Objective >> Extend the dictionary entry for "arrow" past its final quotation, keeping its format of dated citations.

Quoted passage >>
Forms: 1 earh, 15 arwe, arewe, 3 earewe, harewe, 4 aro, aru, arw, arraw, aruwe, 46 arow(e, 67 arrowe, 69 arrow. Pl. -s; 1 -an, 23 -en, 37 -es. [OE. had two cognate forms, earh for arh:OTeut. arhwo- neuter, and arwe for arhwe:*arhwôn weak fem.; akin to ON. ör, örvar:*arhwâ str. fem., and Goth. arhwazna from arhw (cf. hlaiwasna grave, from hlaiw); prob. the thing belonging to the bow, arhw being cognate with L. arqu-us, arc-us, bow. (Cf. OHG. fingiri:*fingrio- the thing belonging to the finger, ring, f. fingar.) A rare word in OE. the ordinary terms being strǽl, and flá, flán, of which the former disappeared after 1200, the latter occurred in Scotch after 1500. But arrow was the ordinary prose word after 1000.]
I. A missile.
1. A slender pointed missile shot from a bow, usually feathered and barbed. Sometimes also applied to the bolts, or quarrels, with thickened heads, discharged from the cross-bow.
a. 835. Egberts Penit. Laws, IV. § 28. Gif hwylc man mid arwan deor ofsceóte.
a. 1000. Andreas (Gr.), 1333. Earh áttre ʓemæl.
1083. O. E. Chron., On þære rode sticodon on mæniʓe arewan.
c. 1205. Lay., 2476. On arwe him com to heorte.
a. 1230. Ancr. R., 98 (MS. C). Þach hit reine arewen, ich habe a nede erende.
1297. R. Glouc., 48. Myd arwen & myd quareles so muche folke me slow.
a. 1300. Cursor M., 10036. Þe berbikans wel tas kepe to þat castell, For aro [v.r. arw], scott, and for quarel.
c. 1386. Chaucer, Prol., 104. A shef of pocock arwes brighte and kene.
c. 1530. R. Hilles, Commonpl. Bk. (1858), 140 (Proverb). Thys arrow comyth never owt of thyn ownne bow.
1598. Barret, Theor. Warres, I. i. 3. A vollie of musket goeth with more terrour then doth your vollie of arrowes.
1611. Bible, 1 Sam. xx. 20. I will shoot three arrowes as though I shot at a marke.
1782. Cowper, Gilpin, xxxix. Like an arrow swift he flew Shot by an archer strong.
1855. Longf., Hiaw., III. 165. from an oak-bough made the arrows, Tipped with flint, and winged with feathers.
b. fig.
c. 1230. Ancr. R., 60. Erest heo scheot þe earewen of þe liht eien.

Provided material >>
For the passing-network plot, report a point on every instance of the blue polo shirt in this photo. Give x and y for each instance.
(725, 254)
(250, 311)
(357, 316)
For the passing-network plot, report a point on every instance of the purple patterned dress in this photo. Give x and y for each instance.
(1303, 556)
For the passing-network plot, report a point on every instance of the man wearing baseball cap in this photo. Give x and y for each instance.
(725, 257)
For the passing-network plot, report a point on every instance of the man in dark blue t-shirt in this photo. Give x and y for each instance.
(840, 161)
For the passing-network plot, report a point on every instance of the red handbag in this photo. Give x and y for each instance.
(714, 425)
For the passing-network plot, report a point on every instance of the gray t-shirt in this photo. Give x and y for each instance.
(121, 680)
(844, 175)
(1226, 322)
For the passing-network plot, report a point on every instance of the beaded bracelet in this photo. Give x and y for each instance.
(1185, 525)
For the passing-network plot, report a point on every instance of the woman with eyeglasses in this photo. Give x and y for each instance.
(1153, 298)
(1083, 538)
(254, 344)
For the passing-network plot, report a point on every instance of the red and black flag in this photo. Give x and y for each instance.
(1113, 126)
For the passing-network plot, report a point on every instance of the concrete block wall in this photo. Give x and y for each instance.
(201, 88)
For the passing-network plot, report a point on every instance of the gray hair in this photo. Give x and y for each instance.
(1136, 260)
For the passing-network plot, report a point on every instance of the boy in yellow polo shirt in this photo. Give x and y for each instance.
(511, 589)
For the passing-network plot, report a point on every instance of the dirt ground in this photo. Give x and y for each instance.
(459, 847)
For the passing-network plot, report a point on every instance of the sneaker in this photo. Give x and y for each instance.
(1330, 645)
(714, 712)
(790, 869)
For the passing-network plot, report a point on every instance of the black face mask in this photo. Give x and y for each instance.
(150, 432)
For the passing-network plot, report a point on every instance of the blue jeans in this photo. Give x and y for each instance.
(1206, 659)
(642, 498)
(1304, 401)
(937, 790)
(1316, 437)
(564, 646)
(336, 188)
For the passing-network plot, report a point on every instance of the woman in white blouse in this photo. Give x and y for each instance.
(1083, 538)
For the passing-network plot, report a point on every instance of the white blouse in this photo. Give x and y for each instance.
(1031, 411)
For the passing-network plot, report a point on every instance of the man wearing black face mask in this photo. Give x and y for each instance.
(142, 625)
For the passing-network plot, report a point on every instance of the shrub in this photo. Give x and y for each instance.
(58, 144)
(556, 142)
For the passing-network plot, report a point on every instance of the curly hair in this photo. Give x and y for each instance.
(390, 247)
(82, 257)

Result of this task >>
c. 1386. Chaucer, Clerkes T., 1147. The arwes of thy crabbed eloquence.
c. 1440. Gesta Rom., 335. Thou shalt smyte hym with the arowe of penaunce.
1596. Bp. Barlow, Three Serm., ii. 59. By the Arrowes of Famine, he meaneth the Canker and Palmer wormes.
1602. Shaks., Ham., III. i. 58. The Slings and Arrowes of outragious Fortune.
1678. Butler, Hud., III. i. 941. Loves arrows are but shot at rovers, Tho all they hit they turn to lovers.
1751. Johnson, Rambl., No. 144, ¶ 3. A mark to the arrows of lurking calumny.
1854. B. Taylor, Hassan, 291, Poems of Orient (1866), 101. Slain by the arrows of her beauteous eyes.
1862. Goulburn, Pers. Relig., IV. xii. 355. The arrow of conviction rankling in their conscience.
c. With qualifications: Broad Arrow: see III. below. Elf-arrow: see ARROW-HEAD 1 b. Fire-arrow: one which carried some burning substance so as to set fire to thatch, sails, etc. Musket-arrow: one fired from a musket or other fire-arm.
1692. in Smiths Seamans Gram., II. xxxi. 137. To make Darts or Fire-Arrows.
1819. Pantologia, s.v. Arrow, Fire-Arrows were first used in war by the Persians under Xerxes.
1721. Bailey, Elf-arrows, Flint-stones sharpened and jagged like Arrow-heads, used in War by the ancient Britons.
1753. Chambers, Cycl. Supp., Elf-arrows, a name given by the people of Scotland, to certain stone weapons which they find, and which had been in use before tools and weapons of iron were used there.
1603. Sir C. Heydon, Jud. Astrol., xi. 254. He taketh his words to be musket arrowes and his breath gunpowder.
2. in Surveying, Straight sticks shod with iron (originally real arrows), or iron pins, used to stick in the ground at the end of each chain.
[1571. Digges, Pantom., F b. Whatsoeuer you mete the space G E withall, whether it be halberd, bill, arrow or staffe.]
1753. Chambers, Cycl. Supp., s.v. Surveying, He ought likewise to have ten arrows, or small strait sticks, near two feet long, shod with iron ferrils . The leader sticks one of the ten arrows in the ground at the far end of the chain.
1883. Mod. Price List. Arrows, made from No. 11 Steel Wire, the set of ten Arrows 2s. 6d.
3. A representation or figure of the missile: a. gen. Any arrow-shaped index, pin or ornament.
Mod. The spire is surmounted by an arrow. She wore a silver arrow in her hair, etc.
b. in Cartography, A mark like an arrow, or arrow-head, used to point out the course or direction of a river, road, railway, etc.
1834. Penny Cycl., II. 156/1. The direction of the earths motion represented by the arrow.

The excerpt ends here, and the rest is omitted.